Stored data:
+ + +

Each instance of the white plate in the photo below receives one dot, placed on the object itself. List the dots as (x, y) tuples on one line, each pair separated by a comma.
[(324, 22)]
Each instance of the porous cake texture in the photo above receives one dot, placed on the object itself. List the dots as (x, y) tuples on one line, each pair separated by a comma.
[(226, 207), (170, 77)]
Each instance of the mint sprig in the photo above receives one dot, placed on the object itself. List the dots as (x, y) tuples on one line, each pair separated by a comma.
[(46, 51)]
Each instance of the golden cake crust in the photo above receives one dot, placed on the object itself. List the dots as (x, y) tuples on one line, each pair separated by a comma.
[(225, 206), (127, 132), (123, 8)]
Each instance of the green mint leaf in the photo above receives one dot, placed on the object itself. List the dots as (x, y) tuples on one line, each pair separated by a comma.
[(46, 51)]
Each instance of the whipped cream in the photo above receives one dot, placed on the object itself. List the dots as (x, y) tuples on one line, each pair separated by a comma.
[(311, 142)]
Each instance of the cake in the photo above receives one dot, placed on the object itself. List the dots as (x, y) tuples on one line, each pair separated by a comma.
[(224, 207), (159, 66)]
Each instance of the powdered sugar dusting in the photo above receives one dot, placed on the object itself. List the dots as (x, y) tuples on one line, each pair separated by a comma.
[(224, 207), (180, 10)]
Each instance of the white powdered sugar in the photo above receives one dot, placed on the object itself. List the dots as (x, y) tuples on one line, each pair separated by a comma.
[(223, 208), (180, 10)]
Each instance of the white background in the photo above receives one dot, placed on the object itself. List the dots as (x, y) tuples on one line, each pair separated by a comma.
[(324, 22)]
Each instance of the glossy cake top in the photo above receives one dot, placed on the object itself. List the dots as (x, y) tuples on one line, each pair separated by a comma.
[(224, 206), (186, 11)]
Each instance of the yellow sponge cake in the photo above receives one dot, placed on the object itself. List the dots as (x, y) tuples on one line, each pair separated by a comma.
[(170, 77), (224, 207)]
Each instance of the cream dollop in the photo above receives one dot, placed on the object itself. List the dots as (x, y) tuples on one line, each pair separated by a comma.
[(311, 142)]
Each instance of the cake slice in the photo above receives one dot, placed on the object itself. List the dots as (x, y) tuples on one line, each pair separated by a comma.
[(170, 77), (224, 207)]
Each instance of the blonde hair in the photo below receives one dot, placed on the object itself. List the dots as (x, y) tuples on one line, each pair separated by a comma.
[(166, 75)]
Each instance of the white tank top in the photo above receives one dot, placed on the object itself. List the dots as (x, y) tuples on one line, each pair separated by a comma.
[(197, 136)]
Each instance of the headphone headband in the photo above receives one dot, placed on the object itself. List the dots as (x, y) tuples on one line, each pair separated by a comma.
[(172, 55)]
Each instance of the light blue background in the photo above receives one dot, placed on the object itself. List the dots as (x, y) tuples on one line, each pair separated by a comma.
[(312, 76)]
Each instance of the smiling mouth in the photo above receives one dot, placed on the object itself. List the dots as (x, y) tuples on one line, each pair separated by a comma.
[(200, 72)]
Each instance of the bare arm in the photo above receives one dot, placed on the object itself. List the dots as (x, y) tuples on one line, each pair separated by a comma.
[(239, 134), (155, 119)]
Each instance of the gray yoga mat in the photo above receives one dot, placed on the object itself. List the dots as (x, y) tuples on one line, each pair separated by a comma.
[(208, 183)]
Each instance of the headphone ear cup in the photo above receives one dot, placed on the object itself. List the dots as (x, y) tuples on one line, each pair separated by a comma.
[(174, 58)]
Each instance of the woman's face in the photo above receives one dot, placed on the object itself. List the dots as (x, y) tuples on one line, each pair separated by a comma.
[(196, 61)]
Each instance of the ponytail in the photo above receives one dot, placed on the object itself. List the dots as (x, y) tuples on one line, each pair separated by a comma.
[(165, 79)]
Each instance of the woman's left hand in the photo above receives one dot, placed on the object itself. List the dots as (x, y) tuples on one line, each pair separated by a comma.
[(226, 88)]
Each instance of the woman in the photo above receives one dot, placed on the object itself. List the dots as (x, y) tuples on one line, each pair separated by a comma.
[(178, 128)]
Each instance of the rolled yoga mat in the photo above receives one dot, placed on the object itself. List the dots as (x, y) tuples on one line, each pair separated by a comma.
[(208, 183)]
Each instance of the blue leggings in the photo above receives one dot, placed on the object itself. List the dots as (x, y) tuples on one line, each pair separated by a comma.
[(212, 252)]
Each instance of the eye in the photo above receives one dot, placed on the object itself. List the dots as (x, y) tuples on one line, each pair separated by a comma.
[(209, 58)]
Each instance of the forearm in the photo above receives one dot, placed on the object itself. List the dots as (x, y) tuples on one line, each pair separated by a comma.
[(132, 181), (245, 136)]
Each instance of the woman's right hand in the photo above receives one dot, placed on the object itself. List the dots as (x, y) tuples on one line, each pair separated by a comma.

+ + +

> [Direction]
Retype nothing except the lines from the line holding "Each instance of the woman in" through the last line of the entries, both included.

> [Correct result]
Each instance of the woman in the photo above receives one dot, placed on the object itself. List the dots as (x, y) tuples on one line, each pair separated by a comma.
[(178, 128)]
Each instance of the rolled yoga mat in the photo above receives one dot, placed on the object itself. List the dots as (x, y) tuples on one line, each pair separated by a comma.
[(208, 183)]
Each instance of the blue leggings in the photo above receives one dot, placed on the object itself. List the dots as (x, y) tuples on one line, each pair separated by a comma.
[(212, 252)]
Each instance of the eye in the photo above receives one dot, placed on the object itself. List the dots as (x, y) tuples on one line, each pair separated by a comma.
[(209, 58)]
Each instance of the forearm in the photo above receives one dot, placed on the object itself. List the dots as (x, y) tuples on one line, each pair separated by a comma.
[(132, 181), (245, 136)]
Each instance of the woman's right hand in the photo above receives one dot, placed on the object itself. List the dots as (x, y) tuples on one line, each pair separated by a comma.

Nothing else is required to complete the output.